**STATED PROBLEM**. Rewrite the stretch from the line containing "the sandy shore?" through the line containing "232,186 -> 450,223", changing "draw a box around" to "mark a bounding box around" and keeping the rest of those rows the same. Return only that stretch.

[Entries drawn from a collection]
--- Start ---

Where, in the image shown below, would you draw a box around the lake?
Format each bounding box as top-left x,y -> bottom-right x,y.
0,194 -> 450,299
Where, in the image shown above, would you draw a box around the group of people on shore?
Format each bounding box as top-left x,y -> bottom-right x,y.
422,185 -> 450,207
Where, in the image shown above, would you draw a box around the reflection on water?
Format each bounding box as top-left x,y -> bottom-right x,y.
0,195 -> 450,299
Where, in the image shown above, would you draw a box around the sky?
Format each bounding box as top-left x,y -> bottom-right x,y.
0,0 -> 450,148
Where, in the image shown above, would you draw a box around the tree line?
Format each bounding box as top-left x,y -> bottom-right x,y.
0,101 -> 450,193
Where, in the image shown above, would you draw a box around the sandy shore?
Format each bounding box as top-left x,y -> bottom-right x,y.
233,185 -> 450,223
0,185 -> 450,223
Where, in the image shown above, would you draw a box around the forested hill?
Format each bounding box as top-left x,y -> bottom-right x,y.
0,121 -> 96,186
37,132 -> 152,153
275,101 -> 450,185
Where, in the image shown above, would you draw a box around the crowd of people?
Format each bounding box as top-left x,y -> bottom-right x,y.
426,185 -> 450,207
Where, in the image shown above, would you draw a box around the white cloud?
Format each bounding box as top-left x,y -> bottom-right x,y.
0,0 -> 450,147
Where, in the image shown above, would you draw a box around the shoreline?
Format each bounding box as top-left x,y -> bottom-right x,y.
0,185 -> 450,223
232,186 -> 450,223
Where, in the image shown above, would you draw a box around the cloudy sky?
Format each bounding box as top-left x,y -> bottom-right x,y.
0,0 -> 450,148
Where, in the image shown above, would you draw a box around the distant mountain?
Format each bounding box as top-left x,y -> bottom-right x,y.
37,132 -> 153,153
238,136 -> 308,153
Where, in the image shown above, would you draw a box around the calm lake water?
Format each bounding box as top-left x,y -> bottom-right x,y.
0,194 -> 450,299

--- End ---
--- Start ---

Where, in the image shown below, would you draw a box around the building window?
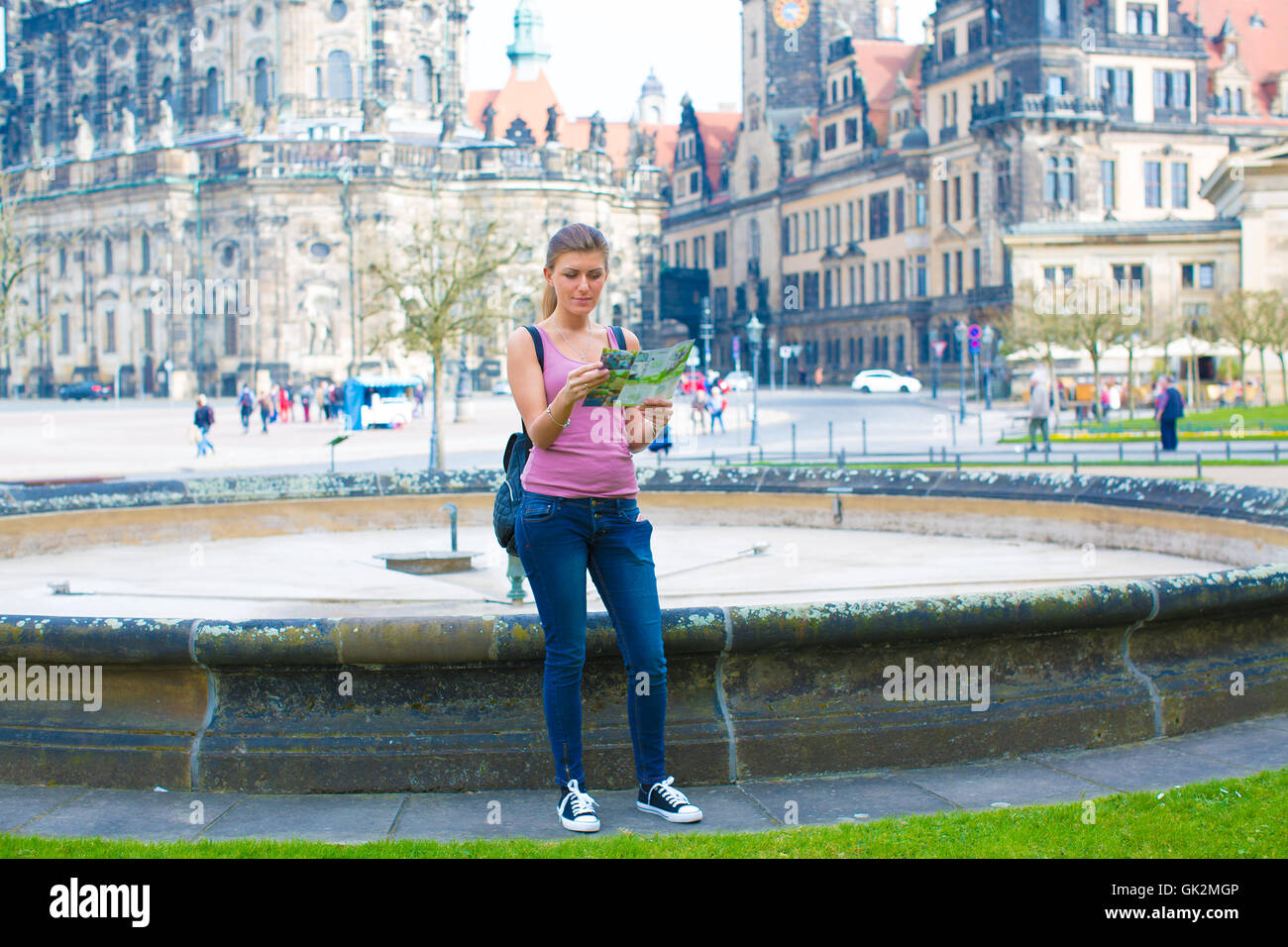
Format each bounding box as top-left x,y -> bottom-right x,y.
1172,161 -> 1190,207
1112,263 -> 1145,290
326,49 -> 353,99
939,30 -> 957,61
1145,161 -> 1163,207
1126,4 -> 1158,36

--- End ---

**COMPLETE ANSWER**.
Where, in the image shown above, would you mark a bounding box around the sandy shore?
Format each bounding box as top-left x,y -> bottom-right x,y.
233,185 -> 450,223
0,185 -> 450,223
Where, in the image shown above, would you mark a bounding box around the forested hill?
Format each bounding box as top-left x,y -> bottom-right x,y.
0,121 -> 96,186
37,132 -> 152,153
275,101 -> 450,185
Where, in the image shown above, would you mark a bounding box around the crowd of people?
Format each bounding box as top-left x,y -> bottom-right x,y.
426,185 -> 450,207
Where, in the image shown above, would you mark a bounding box around the white cloud?
Format each bounding box as top-left x,y -> bottom-right x,y.
0,0 -> 450,147
Where, in the image shown above, would you mark a bounding box around the shoreline?
Format each bounding box as top-left x,y -> bottom-right x,y.
0,185 -> 450,223
232,186 -> 450,223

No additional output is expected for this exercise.